### [WORK REQUIRED]
Each line of the material must be returned exactly.

(Object location annotation data)
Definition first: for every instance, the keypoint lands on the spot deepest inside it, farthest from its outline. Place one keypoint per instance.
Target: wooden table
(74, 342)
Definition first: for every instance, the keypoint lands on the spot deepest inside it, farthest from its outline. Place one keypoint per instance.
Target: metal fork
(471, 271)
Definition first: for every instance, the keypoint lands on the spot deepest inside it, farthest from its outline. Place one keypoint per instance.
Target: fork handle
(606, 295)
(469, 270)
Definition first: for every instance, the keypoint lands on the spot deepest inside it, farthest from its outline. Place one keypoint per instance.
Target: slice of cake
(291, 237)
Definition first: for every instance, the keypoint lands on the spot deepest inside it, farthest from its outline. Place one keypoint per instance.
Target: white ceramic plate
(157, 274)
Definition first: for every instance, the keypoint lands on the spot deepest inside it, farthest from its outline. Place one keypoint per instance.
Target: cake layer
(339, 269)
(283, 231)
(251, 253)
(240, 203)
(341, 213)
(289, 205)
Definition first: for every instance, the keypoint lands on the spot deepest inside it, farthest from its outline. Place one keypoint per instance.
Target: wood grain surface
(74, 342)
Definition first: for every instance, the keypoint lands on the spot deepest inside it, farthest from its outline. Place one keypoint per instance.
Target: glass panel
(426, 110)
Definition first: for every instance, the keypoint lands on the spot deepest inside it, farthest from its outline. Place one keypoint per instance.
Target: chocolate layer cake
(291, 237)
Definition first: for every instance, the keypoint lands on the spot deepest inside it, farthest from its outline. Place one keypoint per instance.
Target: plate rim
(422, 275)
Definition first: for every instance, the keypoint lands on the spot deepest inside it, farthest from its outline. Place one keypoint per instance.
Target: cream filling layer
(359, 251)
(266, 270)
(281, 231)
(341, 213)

### [EXPECTED ANSWER]
Definition first: for every instance, the keypoint lands on the spot deepest inside it, farthest from its outline. Place one keypoint per instance.
Target: wooden table
(74, 342)
Definition first: for every instance, the keypoint lands on the spot deepest inside it, farthest from its outline. Place one keypoint per instance.
Target: metal fork
(471, 271)
Definition first: for every instance, the keypoint lands on the spot deepest inside it, farthest from its outline. Place one keypoint per instance.
Target: fork handle
(606, 295)
(469, 270)
Definition first: for every instance, the keypoint lands on the spot deepest inside it, farthest from its outline. Place one keypoint per instance.
Target: slice of cake
(291, 237)
Definition first: for every instance, the keypoint lands on the spot deepest inside it, farthest from its outline. Place one keypoint per instance.
Target: white ceramic plate
(157, 274)
Definition first: for every instance, the keypoint lands on the spot deepest inside it, farthest from its outline. Place one keypoint per instance.
Target: cake layer
(339, 269)
(283, 231)
(251, 253)
(240, 203)
(341, 213)
(289, 205)
Definition first: for every instance, the keypoint lands on the spot deepest inside it, farthest from its outline. Place one keypoint per instance.
Target: wood grain surface
(74, 342)
Definition first: for every instance, the keypoint lands on the spot deepest inside it, farthest from its outline. Place one keypoint per instance.
Target: glass panel
(426, 110)
Definition first: for every instance, the keypoint lands on the spot deepest inside it, farthest from its outline. Place one keypoint per instance.
Target: chocolate layer cake
(291, 237)
Definition first: for every instance, the keypoint lands on the spot deepest inside it, farthest from its outline. Place one keypoint per instance.
Target: plate rim
(422, 275)
Definition first: for every instance, the keypoint lands on the spot deepest inside it, farthest from its outline. Place one keypoint per instance.
Target: cream filling layer
(359, 251)
(266, 270)
(281, 231)
(341, 213)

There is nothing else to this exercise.